- _WHAT IS NEEDED_
Can you rewrite everything from the start of the data down to the line containing "[[[348,405],[341,410],[341,428],[356,428],[357,427],[357,411]]]", both ends included, multiplying each coordinate in the answers by 0.75 and rounding to whole numbers, with halves rounded up? Leave the other lines as they are.

- _INPUT ROWS_
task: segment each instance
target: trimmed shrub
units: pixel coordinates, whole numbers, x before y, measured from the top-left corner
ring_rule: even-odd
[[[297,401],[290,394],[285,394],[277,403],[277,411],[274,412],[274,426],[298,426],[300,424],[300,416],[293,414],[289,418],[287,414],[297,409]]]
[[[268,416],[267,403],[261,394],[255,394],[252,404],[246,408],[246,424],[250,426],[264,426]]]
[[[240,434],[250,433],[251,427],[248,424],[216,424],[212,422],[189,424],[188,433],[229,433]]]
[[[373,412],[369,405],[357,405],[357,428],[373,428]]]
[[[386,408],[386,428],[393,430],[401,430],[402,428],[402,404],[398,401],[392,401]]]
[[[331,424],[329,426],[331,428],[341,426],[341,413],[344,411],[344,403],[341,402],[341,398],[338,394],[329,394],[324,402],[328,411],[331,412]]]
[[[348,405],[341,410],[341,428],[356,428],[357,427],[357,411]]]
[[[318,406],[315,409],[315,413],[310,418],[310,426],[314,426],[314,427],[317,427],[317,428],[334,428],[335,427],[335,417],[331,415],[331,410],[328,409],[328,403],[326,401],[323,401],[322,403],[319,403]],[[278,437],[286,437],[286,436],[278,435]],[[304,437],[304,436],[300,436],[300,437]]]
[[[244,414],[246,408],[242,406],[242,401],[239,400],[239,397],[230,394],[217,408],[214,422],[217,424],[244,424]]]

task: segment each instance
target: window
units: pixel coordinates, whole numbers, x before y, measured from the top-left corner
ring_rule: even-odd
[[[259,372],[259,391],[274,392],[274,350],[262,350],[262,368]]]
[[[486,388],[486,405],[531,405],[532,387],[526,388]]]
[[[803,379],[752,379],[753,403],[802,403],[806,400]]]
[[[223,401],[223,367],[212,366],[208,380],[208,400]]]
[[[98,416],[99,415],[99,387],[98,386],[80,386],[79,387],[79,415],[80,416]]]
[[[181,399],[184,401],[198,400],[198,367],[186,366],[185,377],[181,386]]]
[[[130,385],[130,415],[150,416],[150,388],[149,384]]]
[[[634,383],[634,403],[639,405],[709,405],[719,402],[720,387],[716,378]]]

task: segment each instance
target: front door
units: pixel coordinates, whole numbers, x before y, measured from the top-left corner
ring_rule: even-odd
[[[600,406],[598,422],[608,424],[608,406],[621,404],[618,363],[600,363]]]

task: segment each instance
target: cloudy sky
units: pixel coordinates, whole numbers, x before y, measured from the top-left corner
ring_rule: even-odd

- _EXERCISE RESULT_
task: segment each instance
target: trimmed shrub
units: pixel coordinates, whole numbers, x before y, measured from the top-left corner
ring_rule: even-odd
[[[223,301],[218,296],[214,296],[208,302],[208,308],[206,309],[206,320],[224,320],[225,318],[225,312],[220,311],[217,314],[215,311],[223,307]]]
[[[201,312],[200,302],[196,296],[191,296],[189,303],[185,306],[185,318],[188,320],[198,320]]]
[[[180,326],[188,325],[188,320],[186,318],[162,318],[159,317],[142,318],[141,325],[172,325]]]
[[[280,309],[277,304],[268,304],[268,321],[280,321]]]
[[[290,306],[290,321],[295,323],[301,323],[302,321],[302,303],[299,301],[294,301]]]
[[[248,318],[247,320],[248,321],[256,320],[256,310],[258,308],[258,302],[256,302],[256,299],[254,296],[247,296],[243,302],[246,308],[248,309]]]
[[[261,304],[256,308],[256,321],[267,321],[268,320],[268,308]]]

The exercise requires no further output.